• [Polecenie A]: Dlaczego, według tekstu o spaleniu pamiątek po Sex Pistols, Joe Corre wybrał właśnie ten dzień na spalenie kolekcji? Odpowiedz w jednym do trzech zdań.

• [Fragment źródłowy]:

━━━

Sex Pistols: kolekcja pamiątek warta 5 milionów funtów spalona!
Joe Corre, syn menedżera Sex Pistols, spalił w Londynie pamiątki po zespole. Ich wartość była szacowana na 5 milionów funtów, czyli prawie 26 milionów złotych.
Na stosie znalazły się m.in. płyty, plakaty, archiwalne zdjęcia oraz elementy garderoby. Corre datę spalenia wybrał nieprzypadkowo - dokładnie w 40. rocznicę wydania debiutanckiego singla "Anarchy in the UK". Mężczyzna odziedziczył kolekcję po swoich rodzicach - projektantce Vivienne Westwood oraz Malcolmie McLarenie, który był menedżerem Sex Pistols. Skąd taka decyzja?

━━━

• [Dostarczony materiał]:
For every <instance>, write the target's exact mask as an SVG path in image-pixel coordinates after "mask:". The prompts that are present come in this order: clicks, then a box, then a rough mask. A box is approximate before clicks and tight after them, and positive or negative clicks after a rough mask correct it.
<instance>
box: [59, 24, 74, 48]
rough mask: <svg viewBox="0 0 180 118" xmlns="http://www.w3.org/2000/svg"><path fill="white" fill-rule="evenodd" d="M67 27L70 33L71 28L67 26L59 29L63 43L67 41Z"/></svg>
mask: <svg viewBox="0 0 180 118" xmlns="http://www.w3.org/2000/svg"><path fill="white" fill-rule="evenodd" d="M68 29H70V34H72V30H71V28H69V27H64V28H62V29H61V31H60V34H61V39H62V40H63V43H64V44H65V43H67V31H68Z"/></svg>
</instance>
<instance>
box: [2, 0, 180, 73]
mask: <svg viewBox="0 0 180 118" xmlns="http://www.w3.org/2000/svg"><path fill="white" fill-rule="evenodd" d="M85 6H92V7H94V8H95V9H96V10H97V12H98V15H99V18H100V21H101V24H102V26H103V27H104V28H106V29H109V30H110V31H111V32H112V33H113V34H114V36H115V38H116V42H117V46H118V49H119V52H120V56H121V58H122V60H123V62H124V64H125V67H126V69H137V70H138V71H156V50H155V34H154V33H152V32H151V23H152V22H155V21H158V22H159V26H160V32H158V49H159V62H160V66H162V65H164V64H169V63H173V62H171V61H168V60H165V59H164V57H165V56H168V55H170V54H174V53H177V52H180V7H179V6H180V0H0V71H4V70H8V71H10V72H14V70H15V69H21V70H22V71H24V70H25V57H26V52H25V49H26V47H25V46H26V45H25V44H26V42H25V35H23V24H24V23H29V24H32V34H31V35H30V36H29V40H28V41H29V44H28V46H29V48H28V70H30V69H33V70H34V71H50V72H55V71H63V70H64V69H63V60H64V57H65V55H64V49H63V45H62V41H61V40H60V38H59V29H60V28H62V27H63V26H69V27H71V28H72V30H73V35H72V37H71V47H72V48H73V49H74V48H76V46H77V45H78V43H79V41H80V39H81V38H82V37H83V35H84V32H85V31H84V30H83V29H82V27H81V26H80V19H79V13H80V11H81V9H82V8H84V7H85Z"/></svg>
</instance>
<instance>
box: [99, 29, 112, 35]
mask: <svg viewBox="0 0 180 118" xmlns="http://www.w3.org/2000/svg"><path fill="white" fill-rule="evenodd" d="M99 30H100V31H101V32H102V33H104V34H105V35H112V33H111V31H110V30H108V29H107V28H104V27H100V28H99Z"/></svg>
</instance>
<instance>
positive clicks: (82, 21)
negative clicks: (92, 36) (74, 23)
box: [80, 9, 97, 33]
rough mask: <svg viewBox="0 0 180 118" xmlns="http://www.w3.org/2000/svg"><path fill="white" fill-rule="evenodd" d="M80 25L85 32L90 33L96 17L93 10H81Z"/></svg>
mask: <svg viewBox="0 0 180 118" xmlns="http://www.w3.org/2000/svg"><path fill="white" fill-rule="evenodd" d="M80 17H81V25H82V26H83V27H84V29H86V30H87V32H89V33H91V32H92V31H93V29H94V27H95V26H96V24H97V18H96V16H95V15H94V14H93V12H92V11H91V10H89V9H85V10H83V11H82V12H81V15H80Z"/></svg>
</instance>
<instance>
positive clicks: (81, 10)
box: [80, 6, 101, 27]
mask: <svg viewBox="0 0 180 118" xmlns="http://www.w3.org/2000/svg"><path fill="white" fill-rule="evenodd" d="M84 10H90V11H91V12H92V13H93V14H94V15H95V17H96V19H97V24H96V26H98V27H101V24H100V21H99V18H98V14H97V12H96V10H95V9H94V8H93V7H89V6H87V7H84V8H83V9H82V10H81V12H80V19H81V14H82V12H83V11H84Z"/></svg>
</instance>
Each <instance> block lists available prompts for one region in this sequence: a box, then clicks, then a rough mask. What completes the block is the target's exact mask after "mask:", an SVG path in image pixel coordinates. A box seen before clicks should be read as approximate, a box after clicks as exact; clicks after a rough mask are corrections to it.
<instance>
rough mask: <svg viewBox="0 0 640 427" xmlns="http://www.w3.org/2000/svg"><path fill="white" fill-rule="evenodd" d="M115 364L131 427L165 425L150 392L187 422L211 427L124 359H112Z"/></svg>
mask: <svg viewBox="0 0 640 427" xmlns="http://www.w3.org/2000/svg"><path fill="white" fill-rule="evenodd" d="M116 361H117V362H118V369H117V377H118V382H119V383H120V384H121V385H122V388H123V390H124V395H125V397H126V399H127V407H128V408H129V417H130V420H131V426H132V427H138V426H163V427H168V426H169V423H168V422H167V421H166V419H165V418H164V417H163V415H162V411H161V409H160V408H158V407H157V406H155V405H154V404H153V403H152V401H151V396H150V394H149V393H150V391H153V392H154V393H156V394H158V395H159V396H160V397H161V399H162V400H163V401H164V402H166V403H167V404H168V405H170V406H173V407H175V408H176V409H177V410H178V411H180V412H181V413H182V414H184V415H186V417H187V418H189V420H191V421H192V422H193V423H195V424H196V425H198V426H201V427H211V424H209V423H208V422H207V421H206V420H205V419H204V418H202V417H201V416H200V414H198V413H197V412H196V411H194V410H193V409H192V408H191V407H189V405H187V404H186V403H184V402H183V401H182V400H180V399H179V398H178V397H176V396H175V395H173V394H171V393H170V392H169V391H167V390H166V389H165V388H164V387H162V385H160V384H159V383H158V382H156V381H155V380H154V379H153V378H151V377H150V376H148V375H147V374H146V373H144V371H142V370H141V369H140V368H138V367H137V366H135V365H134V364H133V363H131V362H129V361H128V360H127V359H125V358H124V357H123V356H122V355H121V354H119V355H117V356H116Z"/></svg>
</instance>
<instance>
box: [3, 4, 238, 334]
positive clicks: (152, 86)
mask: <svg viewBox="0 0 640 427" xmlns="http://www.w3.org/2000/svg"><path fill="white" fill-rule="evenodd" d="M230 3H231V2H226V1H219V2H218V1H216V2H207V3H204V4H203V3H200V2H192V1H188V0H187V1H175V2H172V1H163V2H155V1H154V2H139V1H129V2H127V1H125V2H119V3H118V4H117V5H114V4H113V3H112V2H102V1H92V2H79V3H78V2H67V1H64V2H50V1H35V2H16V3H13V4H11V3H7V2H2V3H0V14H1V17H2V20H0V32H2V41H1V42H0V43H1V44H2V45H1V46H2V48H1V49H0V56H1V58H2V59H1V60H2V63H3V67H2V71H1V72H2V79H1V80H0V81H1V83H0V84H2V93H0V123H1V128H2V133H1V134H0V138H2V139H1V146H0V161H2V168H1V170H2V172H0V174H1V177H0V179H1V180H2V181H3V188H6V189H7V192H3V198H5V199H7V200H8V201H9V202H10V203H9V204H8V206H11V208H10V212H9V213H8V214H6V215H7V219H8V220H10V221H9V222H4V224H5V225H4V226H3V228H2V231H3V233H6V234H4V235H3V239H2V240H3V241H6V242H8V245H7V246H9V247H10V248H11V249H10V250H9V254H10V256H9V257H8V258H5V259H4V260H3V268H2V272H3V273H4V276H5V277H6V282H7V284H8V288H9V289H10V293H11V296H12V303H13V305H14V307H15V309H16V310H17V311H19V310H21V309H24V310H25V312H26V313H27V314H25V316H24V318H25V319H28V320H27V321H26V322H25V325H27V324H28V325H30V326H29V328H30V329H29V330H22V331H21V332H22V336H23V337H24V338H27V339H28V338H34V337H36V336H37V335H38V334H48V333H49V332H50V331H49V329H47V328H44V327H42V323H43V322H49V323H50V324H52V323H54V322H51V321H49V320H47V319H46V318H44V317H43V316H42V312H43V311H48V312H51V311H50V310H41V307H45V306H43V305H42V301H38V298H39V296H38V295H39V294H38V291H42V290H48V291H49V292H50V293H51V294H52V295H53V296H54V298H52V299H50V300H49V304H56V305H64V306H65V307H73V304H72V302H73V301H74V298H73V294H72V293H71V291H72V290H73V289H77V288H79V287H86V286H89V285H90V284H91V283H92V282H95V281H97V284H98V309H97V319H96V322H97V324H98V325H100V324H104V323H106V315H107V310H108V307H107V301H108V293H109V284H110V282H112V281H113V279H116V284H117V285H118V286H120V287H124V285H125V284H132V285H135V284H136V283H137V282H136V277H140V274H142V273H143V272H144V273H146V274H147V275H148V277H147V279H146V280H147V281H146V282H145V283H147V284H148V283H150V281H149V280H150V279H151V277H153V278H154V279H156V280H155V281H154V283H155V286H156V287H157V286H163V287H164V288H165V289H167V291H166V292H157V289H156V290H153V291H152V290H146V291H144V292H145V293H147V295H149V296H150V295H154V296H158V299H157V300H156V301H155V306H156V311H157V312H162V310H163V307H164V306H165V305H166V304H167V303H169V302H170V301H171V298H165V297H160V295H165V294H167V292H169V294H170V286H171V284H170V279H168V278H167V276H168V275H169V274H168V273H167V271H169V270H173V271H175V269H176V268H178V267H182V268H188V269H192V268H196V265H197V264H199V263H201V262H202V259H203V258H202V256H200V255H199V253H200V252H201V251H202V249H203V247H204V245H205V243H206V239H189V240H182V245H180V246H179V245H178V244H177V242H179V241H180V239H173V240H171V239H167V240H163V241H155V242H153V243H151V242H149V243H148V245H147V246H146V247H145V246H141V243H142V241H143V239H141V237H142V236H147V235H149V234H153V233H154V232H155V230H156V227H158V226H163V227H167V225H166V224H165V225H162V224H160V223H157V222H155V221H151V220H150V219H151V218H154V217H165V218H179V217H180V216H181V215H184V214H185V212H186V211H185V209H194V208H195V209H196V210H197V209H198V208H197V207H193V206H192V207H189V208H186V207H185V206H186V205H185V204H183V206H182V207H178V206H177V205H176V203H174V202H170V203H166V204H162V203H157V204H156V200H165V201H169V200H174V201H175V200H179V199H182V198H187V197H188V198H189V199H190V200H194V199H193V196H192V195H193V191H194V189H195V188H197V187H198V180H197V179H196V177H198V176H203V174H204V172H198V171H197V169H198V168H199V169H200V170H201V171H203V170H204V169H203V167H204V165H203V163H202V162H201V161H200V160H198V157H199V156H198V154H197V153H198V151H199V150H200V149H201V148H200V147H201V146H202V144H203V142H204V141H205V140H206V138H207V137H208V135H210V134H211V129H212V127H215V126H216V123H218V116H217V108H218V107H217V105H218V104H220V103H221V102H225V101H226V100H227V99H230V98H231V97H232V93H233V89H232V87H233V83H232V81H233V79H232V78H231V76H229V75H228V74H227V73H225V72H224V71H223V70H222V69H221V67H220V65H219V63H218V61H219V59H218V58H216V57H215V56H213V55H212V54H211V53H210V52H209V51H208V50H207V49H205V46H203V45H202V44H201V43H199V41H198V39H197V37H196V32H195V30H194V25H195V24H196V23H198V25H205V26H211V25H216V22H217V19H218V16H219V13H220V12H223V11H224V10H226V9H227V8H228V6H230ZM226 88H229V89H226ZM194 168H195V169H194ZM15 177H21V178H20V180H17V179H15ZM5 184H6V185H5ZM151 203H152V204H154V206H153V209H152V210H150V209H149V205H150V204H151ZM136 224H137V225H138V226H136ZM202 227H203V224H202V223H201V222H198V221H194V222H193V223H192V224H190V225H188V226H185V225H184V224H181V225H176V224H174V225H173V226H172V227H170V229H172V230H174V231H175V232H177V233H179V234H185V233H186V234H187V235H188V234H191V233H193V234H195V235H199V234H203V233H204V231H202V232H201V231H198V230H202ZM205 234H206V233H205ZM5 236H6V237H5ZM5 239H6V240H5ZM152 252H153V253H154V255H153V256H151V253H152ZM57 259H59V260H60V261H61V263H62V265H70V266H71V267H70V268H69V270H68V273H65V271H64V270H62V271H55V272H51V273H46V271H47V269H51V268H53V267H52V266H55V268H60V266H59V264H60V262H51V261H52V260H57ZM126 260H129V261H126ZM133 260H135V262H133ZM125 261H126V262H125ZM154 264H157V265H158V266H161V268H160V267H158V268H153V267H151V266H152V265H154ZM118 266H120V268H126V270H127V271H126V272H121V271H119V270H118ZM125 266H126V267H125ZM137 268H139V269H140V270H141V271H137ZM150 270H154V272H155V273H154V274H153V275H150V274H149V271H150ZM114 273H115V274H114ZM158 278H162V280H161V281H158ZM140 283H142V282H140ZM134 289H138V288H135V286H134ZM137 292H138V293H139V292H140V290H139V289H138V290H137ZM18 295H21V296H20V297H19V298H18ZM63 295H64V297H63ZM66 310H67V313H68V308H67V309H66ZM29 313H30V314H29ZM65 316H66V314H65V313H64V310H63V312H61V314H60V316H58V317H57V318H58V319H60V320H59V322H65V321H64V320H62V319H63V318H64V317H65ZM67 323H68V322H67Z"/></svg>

━━━

• [Polecenie B]: Przepisz dosłownie wiersze listingu od jego pierwszego wiersza aż do wiersza zawierającego „27L70 33L71 28L67”, łącznie z oboma krańcowymi.

• [Odpowiedź końcowa A]: Corre wybrał ten dzień nieprzypadkowo. Przypadała wtedy dokładnie 40. rocznica wydania debiutanckiego singla „Anarchy in the UK”.

• [Odpowiedź końcowa B]:
For every <instance>, write the target's exact mask as an SVG path in image-pixel coordinates after "mask:". The prompts that are present come in this order: clicks, then a box, then a rough mask. A box is approximate before clicks and tight after them, and positive or negative clicks after a rough mask correct it.
<instance>
box: [59, 24, 74, 48]
rough mask: <svg viewBox="0 0 180 118" xmlns="http://www.w3.org/2000/svg"><path fill="white" fill-rule="evenodd" d="M67 27L70 33L71 28L67 26L59 29L63 43L67 41Z"/></svg>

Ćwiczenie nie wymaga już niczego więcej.